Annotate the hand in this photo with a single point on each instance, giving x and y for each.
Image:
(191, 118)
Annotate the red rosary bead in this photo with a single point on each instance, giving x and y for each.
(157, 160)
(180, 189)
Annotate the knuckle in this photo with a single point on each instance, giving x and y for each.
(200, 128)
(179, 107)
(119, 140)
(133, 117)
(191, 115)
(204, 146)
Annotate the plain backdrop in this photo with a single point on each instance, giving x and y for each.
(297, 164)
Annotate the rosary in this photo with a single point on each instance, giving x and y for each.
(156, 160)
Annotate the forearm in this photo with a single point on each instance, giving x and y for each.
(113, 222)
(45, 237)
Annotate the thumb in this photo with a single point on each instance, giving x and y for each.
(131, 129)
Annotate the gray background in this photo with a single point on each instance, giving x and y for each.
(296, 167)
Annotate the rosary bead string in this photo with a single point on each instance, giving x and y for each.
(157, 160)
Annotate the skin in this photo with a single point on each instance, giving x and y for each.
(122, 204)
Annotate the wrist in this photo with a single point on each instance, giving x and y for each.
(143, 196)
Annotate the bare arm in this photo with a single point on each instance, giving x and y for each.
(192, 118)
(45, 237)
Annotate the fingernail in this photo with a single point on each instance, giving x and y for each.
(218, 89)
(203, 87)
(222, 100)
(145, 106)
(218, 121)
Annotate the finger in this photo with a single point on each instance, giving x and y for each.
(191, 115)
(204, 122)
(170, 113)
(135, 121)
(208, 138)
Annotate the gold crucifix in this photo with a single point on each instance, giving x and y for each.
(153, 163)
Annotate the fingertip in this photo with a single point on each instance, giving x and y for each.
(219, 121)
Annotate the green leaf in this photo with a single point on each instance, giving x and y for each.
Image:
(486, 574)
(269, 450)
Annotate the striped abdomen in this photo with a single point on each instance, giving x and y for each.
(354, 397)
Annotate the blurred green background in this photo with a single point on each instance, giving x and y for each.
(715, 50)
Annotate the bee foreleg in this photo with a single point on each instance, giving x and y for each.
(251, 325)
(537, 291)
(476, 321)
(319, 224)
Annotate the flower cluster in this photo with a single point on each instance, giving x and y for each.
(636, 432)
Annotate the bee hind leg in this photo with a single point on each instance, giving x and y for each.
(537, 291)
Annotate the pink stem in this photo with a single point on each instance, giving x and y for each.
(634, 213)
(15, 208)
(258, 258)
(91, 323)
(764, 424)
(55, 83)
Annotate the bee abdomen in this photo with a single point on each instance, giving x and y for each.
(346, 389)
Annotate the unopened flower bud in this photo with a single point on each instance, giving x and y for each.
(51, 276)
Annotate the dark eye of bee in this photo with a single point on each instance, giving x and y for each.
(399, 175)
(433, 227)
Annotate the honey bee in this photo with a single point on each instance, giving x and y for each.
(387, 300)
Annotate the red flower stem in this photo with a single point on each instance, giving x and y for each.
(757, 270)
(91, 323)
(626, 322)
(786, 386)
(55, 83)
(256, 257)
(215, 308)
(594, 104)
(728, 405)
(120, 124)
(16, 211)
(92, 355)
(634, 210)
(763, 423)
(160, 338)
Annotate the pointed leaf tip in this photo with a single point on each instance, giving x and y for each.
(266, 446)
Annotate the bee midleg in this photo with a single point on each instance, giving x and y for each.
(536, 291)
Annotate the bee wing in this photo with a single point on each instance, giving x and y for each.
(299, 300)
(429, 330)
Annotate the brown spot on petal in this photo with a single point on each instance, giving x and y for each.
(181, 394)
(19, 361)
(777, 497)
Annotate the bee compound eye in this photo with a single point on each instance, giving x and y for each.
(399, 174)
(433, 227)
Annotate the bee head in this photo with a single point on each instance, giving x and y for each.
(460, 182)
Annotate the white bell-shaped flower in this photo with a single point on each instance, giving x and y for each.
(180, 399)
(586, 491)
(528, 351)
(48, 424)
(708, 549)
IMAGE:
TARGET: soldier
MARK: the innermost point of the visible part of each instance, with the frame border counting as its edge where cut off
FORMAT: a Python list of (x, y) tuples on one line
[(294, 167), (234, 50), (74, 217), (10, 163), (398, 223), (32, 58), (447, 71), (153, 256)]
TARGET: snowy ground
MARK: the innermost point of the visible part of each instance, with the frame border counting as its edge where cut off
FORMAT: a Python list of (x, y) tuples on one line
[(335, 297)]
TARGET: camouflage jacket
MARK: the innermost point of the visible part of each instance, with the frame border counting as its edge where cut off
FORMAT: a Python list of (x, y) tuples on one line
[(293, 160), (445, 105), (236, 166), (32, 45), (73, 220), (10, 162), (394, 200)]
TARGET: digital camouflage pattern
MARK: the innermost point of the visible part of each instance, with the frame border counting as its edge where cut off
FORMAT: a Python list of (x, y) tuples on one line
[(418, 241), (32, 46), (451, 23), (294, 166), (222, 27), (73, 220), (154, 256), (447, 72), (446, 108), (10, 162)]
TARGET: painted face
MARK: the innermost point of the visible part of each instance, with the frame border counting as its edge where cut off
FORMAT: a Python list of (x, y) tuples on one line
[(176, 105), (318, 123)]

==

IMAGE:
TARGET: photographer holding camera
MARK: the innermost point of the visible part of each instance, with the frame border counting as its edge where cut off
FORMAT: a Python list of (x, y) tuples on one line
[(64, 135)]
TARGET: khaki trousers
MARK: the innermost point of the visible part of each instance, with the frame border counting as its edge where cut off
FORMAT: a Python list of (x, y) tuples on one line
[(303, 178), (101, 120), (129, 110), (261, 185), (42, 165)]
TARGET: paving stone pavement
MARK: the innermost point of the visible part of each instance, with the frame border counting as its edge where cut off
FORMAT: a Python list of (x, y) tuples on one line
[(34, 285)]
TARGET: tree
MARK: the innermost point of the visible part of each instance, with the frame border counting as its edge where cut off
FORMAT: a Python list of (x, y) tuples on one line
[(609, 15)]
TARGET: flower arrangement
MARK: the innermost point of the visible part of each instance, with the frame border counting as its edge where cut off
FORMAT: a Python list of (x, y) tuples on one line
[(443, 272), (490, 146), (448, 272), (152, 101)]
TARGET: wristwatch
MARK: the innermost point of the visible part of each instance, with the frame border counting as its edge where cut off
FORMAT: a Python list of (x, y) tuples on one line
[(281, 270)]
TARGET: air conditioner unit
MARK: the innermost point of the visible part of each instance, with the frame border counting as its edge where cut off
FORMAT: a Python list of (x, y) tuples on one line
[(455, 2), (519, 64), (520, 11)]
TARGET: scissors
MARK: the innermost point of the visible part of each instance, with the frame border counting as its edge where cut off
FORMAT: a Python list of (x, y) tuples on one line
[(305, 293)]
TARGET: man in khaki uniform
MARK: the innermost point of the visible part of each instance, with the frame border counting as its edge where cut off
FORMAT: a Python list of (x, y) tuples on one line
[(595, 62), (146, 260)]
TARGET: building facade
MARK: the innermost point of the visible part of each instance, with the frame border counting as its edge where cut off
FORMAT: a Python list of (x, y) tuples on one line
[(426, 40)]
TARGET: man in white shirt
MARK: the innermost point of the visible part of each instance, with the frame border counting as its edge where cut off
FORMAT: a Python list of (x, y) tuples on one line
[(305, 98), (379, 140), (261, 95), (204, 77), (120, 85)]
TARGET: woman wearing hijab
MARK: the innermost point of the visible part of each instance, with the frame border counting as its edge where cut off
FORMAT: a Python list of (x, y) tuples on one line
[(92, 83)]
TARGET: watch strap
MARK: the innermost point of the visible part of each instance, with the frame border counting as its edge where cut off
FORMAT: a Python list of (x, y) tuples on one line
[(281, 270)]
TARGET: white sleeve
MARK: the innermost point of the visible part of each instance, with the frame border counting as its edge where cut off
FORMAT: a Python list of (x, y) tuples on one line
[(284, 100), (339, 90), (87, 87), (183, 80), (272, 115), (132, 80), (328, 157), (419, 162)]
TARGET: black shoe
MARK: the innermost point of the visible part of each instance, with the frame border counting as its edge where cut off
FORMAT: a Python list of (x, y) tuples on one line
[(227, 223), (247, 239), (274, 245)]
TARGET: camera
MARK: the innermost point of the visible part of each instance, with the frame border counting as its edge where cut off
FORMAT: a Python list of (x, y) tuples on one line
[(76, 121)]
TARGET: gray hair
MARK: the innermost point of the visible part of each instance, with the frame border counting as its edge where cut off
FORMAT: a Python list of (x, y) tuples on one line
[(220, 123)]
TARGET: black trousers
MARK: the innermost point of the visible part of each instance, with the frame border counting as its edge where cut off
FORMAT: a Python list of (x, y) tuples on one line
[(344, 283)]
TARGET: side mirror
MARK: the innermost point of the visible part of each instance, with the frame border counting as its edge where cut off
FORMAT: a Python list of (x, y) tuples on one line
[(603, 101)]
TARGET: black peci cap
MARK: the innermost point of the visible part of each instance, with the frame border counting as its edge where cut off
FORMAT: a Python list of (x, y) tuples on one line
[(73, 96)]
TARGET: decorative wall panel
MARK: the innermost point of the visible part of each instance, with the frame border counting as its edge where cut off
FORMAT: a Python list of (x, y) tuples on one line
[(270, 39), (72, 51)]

§ **Aim of the exercise**:
Read the entries and pick out all lines that include the word "khaki".

§ **Exercise solution**:
TARGET: khaki trousers
TARGET: man in khaki uniform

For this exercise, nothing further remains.